Роль поэта — сказать, дать жизнь Слову.
Вслед за этим непременно встанет вопрос о содержании этого слова.
Нуждается ли оно в комментировании, расшифровке?
На первый взгляд кажется, что усилия в этом направлении — процесс бесперспективный: «…усилия расшифровать его (Мандельштама) загадочные строки и образы предпринимались неоднократно и сейчас предпринимаются. Неясный смысл домысливается, обрастает сведениями, заимствованными из разных областей знаний, облучается литературными параллелями и реминисценциями — и таким путем возводится „умное толкование“. Произвольность, натужность декодирующих операций большей частью очевидна, и вдобавок эти операции умаляют, а то и устраняют авторскую индивидуальность — поскольку стихи Мандельштама, логично проясненные, утрачивают мандельштамовское качество. Поэт свое „бессмысленное слово“ считает „блаженным“, то есть, по-видимому, эстетически значимым, и мы не имеем права отвлекаться от этого обстоятельства»[21].
Однако как ни «произвольны» и ни «натужны» декодирующие операции, без них не может обойтись и автор приведенного выше фрагмента, толкующий по-своему значение слова «блаженный» из мандельштамовских строк:
За блаженное бессмысленное слово
Я в ночи советской помолюсь.

**Что требуется:**
Выведите дословно отрывок из текста о Мандельштаме между словами «Роль поэта —» и «в комментировании, расшифровке?», включая их. Список никак не связан с текстом о Мандельштаме.

**Исходные данные:**

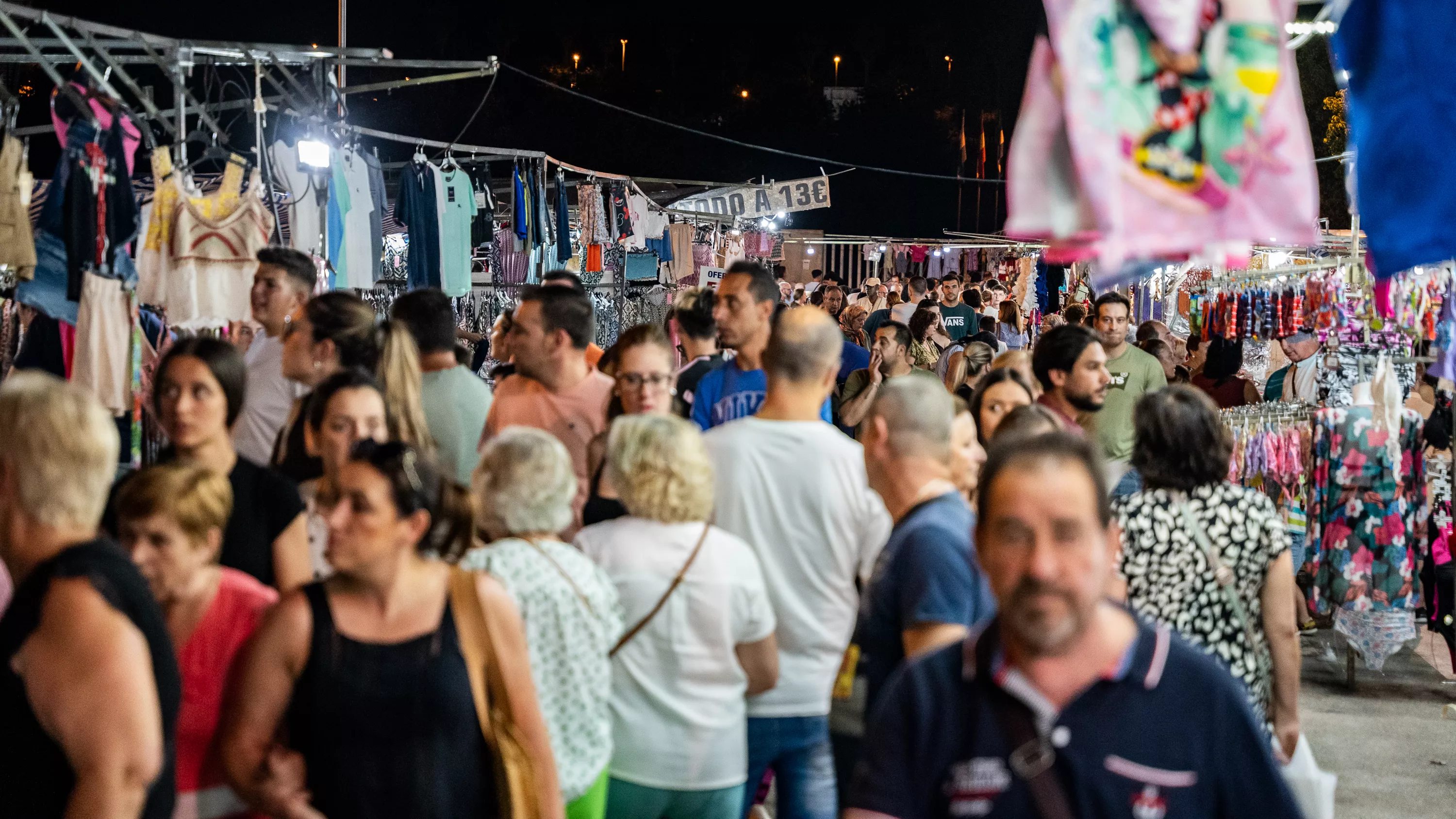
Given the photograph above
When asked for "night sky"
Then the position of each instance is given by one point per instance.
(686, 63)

--

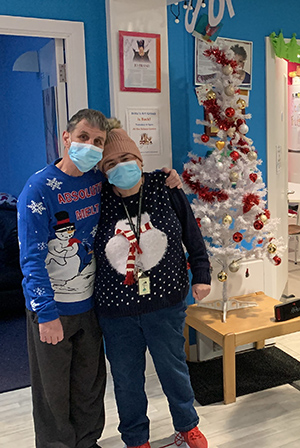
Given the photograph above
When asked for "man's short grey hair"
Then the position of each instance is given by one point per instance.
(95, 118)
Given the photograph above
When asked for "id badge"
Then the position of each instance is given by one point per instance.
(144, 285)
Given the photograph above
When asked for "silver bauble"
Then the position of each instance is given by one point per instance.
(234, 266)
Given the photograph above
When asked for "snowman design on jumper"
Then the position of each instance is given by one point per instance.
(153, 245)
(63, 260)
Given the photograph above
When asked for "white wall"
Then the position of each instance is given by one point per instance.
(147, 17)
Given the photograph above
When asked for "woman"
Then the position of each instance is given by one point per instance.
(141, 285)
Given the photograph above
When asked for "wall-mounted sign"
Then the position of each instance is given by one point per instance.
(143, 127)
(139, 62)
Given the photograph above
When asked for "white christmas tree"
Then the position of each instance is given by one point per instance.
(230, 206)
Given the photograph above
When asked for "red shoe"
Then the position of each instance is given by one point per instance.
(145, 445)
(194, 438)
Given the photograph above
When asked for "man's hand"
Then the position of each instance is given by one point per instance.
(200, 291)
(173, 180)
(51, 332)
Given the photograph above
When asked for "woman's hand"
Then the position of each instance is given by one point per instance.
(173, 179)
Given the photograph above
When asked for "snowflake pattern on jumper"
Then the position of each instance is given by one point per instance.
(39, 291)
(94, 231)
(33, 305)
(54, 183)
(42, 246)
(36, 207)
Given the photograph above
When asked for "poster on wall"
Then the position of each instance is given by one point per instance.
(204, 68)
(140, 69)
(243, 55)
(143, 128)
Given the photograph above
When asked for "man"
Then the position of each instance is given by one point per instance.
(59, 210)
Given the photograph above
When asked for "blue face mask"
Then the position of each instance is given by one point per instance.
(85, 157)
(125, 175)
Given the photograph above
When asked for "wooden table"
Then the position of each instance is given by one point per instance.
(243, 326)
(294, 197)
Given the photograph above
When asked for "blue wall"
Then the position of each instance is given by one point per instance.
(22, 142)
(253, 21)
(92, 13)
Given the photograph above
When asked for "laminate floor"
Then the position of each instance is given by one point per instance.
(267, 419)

**Результат задания:**
Роль поэта — сказать, дать жизнь Слову.
Вслед за этим непременно встанет вопрос о содержании этого слова.
Нуждается ли оно в комментировании, расшифровке?